### Text passage

What a blessing to see various messianic leaders of several organization issue a statement against the United Methodist Church for their anti-Israel position.  Please read this blog which is reposted from The Rosh Pina Project and share it on your social networking sites:



Messianic Jewish Leaders Warn United Methodists Poised to Betray Israel and Scripture


The following is a joint statement by Messianic Jewish Alliance of America (MJAA), Union of Messianic Jewish Congregations (UMJC),International Messianic Jewish Alliance(IMJA) and the International Alliance of Messianic Congregations and Synagogues (IAMCS).
As the major organizations representing the international Messianic Jewish community, we are greatly alarmed that the United Methodist Church (UMC) appears close to adopting a policy of selective divestment concerning Israel. Such a move, being proposed to the UMC General Conference, which begins April 24, 2012 would place the UMC not only in direct opposition to the prophetic purposes of God for Israel, but also in opposition to biblical justice.
The prophet Ezekiel foretells that in latter days God would breathe on the dry bones of Israel, restoring us physically to the land of Israel and spiritually to God (Ezek. 36:24-28; 37:1–14). The historically unprecedented, miraculous and prophetic re-gathering of the Jewish people to our ancient homeland, starting in the nineteenth century, reached a climax in 1948 with the establishment of the modern State of Israel, and the physical process of national restoration continues to this day. Since the pivotal year of 1967, when Jerusalem was reunited under Jewish rule, the number of Messianic Jewish individuals and congregations throughout the world, including Israel, has mushroomed, growing at a rate far greater than any other Jewish religious movement in existence today. The modern re-emergence of the Messianic Jewish community is in the process of fulfilling biblical prophecy (Deut. 30:1–10; Isa. 44:1–5; Jer. 31:7–13; cf. Rom 11:25–29).

### Data listing
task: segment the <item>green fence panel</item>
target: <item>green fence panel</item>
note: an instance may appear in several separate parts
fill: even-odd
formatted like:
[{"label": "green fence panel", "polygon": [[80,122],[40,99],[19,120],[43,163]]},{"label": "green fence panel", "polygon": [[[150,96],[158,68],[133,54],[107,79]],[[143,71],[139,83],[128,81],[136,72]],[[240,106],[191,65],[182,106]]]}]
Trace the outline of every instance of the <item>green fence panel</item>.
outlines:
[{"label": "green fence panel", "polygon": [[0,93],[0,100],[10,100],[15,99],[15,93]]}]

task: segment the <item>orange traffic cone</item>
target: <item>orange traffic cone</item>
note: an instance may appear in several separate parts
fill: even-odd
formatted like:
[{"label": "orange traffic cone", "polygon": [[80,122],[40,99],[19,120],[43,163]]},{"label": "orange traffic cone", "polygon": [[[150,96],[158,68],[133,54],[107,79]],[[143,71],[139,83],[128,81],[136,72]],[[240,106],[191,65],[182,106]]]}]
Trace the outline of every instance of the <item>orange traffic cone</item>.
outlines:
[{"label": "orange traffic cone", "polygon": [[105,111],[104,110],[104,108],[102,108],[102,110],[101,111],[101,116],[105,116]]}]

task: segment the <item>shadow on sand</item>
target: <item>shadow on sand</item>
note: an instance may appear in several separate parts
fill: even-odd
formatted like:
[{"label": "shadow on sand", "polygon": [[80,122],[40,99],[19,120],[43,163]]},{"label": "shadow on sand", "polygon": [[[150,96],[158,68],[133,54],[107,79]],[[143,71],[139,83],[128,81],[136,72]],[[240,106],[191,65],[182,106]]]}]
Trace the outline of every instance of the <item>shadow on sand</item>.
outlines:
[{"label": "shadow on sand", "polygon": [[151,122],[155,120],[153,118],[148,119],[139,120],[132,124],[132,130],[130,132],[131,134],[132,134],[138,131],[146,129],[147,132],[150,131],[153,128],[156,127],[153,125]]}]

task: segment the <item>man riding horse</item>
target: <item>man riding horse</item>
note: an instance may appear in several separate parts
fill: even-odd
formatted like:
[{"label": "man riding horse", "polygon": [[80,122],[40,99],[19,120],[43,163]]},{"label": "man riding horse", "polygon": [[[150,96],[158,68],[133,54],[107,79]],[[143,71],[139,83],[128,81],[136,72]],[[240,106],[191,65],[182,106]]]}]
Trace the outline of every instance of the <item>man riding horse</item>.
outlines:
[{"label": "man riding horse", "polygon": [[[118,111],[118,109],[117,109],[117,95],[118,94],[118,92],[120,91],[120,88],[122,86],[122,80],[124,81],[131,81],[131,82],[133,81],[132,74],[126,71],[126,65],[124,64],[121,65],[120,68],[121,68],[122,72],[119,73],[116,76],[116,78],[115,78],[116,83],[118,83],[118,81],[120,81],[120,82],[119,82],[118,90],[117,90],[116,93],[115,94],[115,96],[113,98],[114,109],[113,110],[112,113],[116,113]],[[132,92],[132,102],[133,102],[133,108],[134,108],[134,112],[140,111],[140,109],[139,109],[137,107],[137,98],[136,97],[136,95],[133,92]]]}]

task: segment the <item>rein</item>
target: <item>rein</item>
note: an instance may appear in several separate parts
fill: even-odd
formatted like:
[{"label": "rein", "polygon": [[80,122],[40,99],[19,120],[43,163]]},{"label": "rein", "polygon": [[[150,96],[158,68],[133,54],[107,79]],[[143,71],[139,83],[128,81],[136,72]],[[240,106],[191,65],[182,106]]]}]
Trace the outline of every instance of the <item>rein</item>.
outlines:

### Problem to work on
Extend the joint statement on the United Methodist divestment proposal, above, starting after its final sentence.

### Result for this task
The International Messianic Jewish Alliance (IMJA), Messianic Jewish Alliance of America (MJAA), International Alliance of Messianic Congregations and Synagogues(IAMCS), and Union of Messianic Jewish Congregations (UMJC) constitute the major organizations representing this community. As Messianic Jews who stand in the place of our forefathers Abraham, Isaac and Jacob, the prophets and apostles, we are deeply disturbed that the UMC is considering an agenda that would actually work against God’s purposes of physical and spiritual restoration for the land and people of Israel and the promotion of peace and reconciliation between Israelis and Palestinians.
Our forefathers, Peter, Paul, John and the Biblical prophets of Israel, would be outraged to see people that call themselves followers of the Messiah Jesus advocating a policy that is so far out of sync with God’s purposes and plans. The divestment proposal could even be seen as persecuting and oppressing the tiny, God-restored and democratic state of Israel.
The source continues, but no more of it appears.